● Problem to work on
Would you please write out each entry that follows, exactly as written?

● Material provided

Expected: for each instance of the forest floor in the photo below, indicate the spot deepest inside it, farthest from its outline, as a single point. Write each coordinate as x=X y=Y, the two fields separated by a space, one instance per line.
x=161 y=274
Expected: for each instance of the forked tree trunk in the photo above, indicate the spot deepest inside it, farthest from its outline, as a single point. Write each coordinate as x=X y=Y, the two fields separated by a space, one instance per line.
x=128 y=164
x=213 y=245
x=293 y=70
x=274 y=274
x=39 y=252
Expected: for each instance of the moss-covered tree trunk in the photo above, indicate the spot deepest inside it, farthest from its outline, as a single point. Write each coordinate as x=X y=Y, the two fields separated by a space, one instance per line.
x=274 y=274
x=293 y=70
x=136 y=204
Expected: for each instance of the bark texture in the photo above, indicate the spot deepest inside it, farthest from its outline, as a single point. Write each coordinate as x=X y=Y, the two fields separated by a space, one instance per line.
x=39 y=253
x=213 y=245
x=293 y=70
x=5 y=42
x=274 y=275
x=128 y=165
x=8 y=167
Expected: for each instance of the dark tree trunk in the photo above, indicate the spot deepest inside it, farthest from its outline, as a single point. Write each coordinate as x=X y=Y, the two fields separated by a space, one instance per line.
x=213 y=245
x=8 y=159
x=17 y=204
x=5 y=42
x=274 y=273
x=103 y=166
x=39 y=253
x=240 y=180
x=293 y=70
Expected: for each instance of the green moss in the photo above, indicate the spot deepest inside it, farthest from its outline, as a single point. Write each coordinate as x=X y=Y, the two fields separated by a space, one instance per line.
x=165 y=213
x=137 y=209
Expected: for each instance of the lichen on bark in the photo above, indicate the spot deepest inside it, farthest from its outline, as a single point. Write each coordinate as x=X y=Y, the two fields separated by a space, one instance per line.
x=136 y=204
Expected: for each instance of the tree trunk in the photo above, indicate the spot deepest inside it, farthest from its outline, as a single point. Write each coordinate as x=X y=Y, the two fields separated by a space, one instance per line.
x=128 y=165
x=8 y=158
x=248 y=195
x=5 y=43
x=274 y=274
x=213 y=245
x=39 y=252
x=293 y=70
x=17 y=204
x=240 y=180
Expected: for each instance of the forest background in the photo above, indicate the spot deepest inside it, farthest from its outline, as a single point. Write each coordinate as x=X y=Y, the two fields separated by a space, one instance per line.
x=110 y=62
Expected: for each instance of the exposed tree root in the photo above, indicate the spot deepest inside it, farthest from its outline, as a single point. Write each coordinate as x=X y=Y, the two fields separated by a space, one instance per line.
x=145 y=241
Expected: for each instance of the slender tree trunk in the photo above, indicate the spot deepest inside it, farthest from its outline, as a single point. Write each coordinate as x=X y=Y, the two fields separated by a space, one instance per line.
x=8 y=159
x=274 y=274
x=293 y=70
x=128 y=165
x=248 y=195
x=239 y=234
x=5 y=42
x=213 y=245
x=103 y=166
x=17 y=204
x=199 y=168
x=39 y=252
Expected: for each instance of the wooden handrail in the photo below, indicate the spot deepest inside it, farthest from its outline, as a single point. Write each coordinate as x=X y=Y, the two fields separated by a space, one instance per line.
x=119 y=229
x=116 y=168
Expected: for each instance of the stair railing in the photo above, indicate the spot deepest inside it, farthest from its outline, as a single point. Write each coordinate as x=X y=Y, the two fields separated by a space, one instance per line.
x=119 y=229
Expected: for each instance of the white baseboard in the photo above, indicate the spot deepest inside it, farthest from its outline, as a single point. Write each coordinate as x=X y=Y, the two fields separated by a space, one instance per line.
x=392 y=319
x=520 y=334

● Exercise result
Expected: for each instance of the forest floor in the photo below, indicate the spot deepest inside it, farthest from its outline, as a single point. Write each coordinate as x=X y=Y, the two fields separated by a space, one instance per line.
x=161 y=274
Expected: for each instance of the forked tree trunk in the photo above, indicate the spot deepest inside it, farthest from its outline, as a single point. Write each coordinate as x=X y=Y, the two fields separated by a space, one instance per line.
x=128 y=164
x=213 y=245
x=293 y=70
x=274 y=274
x=39 y=252
Expected: for each instance of the moss-covered tree trunk in the photo above, indicate the spot deepest inside it, farthest from its outline, as a single point. Write each coordinate as x=X y=Y, the two fields separated by a space, one instance per line.
x=274 y=274
x=293 y=70
x=136 y=204
Expected: for each instance of the bark texture in the photo above, indicate the spot deepest inside it, farthest from its outline, as a single point. Write each coordinate as x=X y=Y, the two fields separated by a space, one instance per line.
x=39 y=253
x=213 y=245
x=293 y=70
x=5 y=42
x=274 y=275
x=128 y=165
x=8 y=167
Expected: for each instance of the dark tree trunk in the photo above, indicate the spot deepest inside it, farthest from its outline, as a single point. Write each coordinate as x=X y=Y, the two fields separated by a space, one instance per line.
x=213 y=245
x=8 y=159
x=17 y=204
x=5 y=42
x=274 y=273
x=103 y=166
x=39 y=253
x=240 y=180
x=293 y=70
Expected: for each instance of the green moss in the photo above, indicate the spot deepest inside it, farthest from its outline, as a single point. Write each coordinate as x=X y=Y, the two fields separated by a space, one instance per line.
x=165 y=213
x=137 y=209
Expected: for each instance of the lichen on bark in the photo above, indicate the spot deepest inside it, farthest from its outline, as a single point. Write each coordinate as x=X y=Y, the two fields separated by a space, one instance per line.
x=136 y=204
Expected: for each instance of the tree trunk in the photo above, indicate the spot deepest inside it, farthest from its outline, as a single point. Write each coordinate as x=X y=Y, the two fields separated by a space, one instance per line.
x=128 y=165
x=8 y=158
x=248 y=195
x=5 y=43
x=274 y=274
x=213 y=245
x=39 y=252
x=293 y=70
x=17 y=204
x=240 y=180
Expected: for each instance of the forest background in the photo above, indicate the spot deepest inside it, farthest from its outline, as a single point. Write each coordinate as x=X y=Y, the two fields separated by a space, one instance per line.
x=110 y=62
Expected: for each instance of the exposed tree root in the photo above, indicate the spot deepest inside it, farthest from its outline, as a single point. Write each coordinate as x=X y=Y, the two fields separated by a space, one instance per line.
x=145 y=241
Expected: for each instance of the slender tree trunk in the photo above, indicate the spot deepest inside it, farthest from its outline, as a single point. Write each coordinate as x=X y=Y, the two fields separated by a space, one instance per line.
x=8 y=159
x=274 y=274
x=293 y=70
x=128 y=165
x=248 y=195
x=239 y=234
x=5 y=42
x=213 y=245
x=103 y=166
x=17 y=204
x=199 y=168
x=39 y=252
Expected: for each instance of the wooden handrail in the photo below, indicate the spot deepest inside it, farthest from its outline, as a single point. Write each coordinate as x=X y=Y, the two fields separated by a space, one instance per line.
x=119 y=229
x=116 y=168
Expected: for each instance of the stair railing in the photo above, indicate the spot deepest inside it, farthest from its outline, as a single point. Write each coordinate as x=X y=Y, the two fields separated by a space, one instance per line.
x=119 y=229
Expected: for each instance of the white baseboard in the photo above, indicate the spot deepest inside it, farthest from its outline, as a single point. Write each coordinate as x=X y=Y, the two fields separated by a space, one instance per line.
x=392 y=319
x=520 y=334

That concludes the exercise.